REQUEST –
State how many of the lines below contain the string "bridge", matching case exactly. Reply with the number only.

>> start DATA FOR THIS TASK

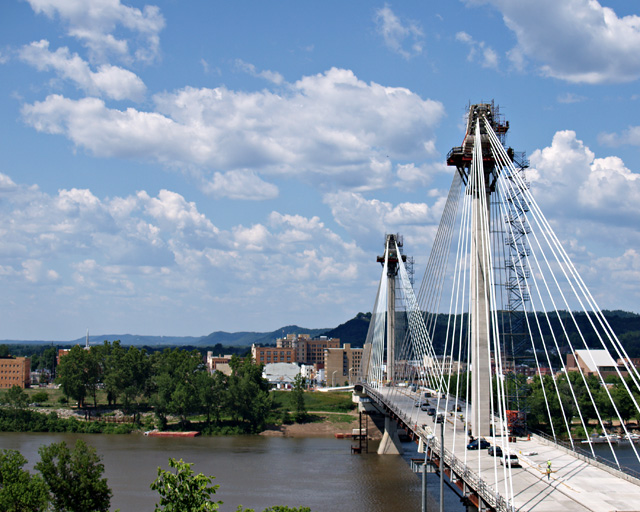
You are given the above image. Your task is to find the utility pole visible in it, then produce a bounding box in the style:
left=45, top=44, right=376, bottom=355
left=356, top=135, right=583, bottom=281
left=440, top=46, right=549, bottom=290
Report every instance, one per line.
left=440, top=417, right=444, bottom=512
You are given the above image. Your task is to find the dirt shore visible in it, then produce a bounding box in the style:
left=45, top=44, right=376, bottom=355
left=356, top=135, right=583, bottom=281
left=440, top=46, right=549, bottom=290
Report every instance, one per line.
left=260, top=412, right=379, bottom=439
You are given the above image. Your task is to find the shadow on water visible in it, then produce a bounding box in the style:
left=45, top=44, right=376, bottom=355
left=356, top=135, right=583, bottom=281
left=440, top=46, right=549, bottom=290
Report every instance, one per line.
left=0, top=433, right=436, bottom=512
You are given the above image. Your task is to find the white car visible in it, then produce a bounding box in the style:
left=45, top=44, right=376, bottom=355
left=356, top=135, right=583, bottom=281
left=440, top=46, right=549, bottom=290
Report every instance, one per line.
left=500, top=453, right=522, bottom=468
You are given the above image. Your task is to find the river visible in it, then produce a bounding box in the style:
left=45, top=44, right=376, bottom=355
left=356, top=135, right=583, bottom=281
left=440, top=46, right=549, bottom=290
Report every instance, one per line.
left=0, top=433, right=640, bottom=512
left=0, top=433, right=436, bottom=512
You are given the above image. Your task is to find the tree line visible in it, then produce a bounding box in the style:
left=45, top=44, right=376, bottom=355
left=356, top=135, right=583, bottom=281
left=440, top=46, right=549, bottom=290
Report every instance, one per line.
left=56, top=341, right=271, bottom=433
left=0, top=440, right=311, bottom=512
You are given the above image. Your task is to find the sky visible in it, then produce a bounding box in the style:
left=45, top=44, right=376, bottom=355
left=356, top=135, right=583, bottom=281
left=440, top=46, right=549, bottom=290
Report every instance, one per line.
left=0, top=0, right=640, bottom=340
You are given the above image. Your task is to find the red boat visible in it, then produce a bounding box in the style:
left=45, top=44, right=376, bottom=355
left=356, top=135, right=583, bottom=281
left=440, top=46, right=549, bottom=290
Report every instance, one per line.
left=144, top=430, right=200, bottom=437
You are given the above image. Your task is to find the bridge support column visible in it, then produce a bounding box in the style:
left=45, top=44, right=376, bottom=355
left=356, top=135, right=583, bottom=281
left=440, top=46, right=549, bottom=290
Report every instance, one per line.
left=471, top=184, right=491, bottom=438
left=378, top=416, right=404, bottom=455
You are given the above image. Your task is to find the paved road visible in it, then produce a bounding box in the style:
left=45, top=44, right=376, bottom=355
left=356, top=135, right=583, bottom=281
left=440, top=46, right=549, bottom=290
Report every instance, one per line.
left=378, top=388, right=640, bottom=512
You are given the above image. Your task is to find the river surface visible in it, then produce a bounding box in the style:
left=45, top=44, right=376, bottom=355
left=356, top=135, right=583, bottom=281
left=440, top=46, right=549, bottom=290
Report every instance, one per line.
left=0, top=433, right=640, bottom=512
left=0, top=433, right=436, bottom=512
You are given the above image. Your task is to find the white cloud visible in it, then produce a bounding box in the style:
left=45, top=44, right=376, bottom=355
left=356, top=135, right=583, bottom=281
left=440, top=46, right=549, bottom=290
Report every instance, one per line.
left=396, top=162, right=451, bottom=190
left=456, top=32, right=499, bottom=69
left=20, top=40, right=146, bottom=101
left=375, top=5, right=424, bottom=59
left=527, top=130, right=640, bottom=222
left=558, top=92, right=587, bottom=103
left=480, top=0, right=640, bottom=84
left=202, top=170, right=278, bottom=201
left=0, top=174, right=377, bottom=332
left=236, top=59, right=284, bottom=85
left=323, top=191, right=442, bottom=250
left=598, top=126, right=640, bottom=147
left=27, top=0, right=164, bottom=62
left=22, top=68, right=444, bottom=199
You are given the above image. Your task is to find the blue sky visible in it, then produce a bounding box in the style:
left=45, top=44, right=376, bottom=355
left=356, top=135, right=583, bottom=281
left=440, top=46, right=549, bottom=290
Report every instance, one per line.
left=0, top=0, right=640, bottom=340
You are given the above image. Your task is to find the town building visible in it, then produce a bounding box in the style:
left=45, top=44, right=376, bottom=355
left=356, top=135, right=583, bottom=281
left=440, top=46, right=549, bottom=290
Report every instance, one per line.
left=276, top=334, right=340, bottom=365
left=0, top=356, right=31, bottom=389
left=567, top=349, right=628, bottom=378
left=251, top=334, right=340, bottom=368
left=324, top=343, right=364, bottom=387
left=262, top=363, right=300, bottom=389
left=206, top=350, right=231, bottom=375
left=251, top=344, right=297, bottom=364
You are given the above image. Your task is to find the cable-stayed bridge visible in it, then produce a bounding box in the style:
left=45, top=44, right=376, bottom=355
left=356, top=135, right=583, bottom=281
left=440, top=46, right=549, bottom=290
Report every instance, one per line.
left=355, top=103, right=640, bottom=512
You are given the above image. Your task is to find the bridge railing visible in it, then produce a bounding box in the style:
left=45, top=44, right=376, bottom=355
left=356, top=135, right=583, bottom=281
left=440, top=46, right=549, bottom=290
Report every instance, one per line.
left=365, top=385, right=518, bottom=512
left=531, top=431, right=640, bottom=485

>> end DATA FOR THIS TASK

SOLUTION TO THIS EXERCISE –
3